What you are asked to do - Rewrite the listing below, swapping "Tag" for "Mark" everywhere and leaving every other word unchanged. Omit the pictures from your copy.

Task inputs -
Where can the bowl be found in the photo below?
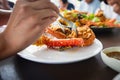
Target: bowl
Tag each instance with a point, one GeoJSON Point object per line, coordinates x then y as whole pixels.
{"type": "Point", "coordinates": [109, 55]}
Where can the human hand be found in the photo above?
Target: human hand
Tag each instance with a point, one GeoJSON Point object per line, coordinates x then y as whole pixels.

Answer to the problem -
Where can the bowl be found in the photo below?
Target: bowl
Mark each instance with a point, one GeoJSON Point object per line, coordinates x then y as whole pixels.
{"type": "Point", "coordinates": [109, 55]}
Where can the human hand be found in the photo above?
Target: human hand
Mark each instance with a point, one GeoJSON Point object per line, coordinates x then y as whole pixels.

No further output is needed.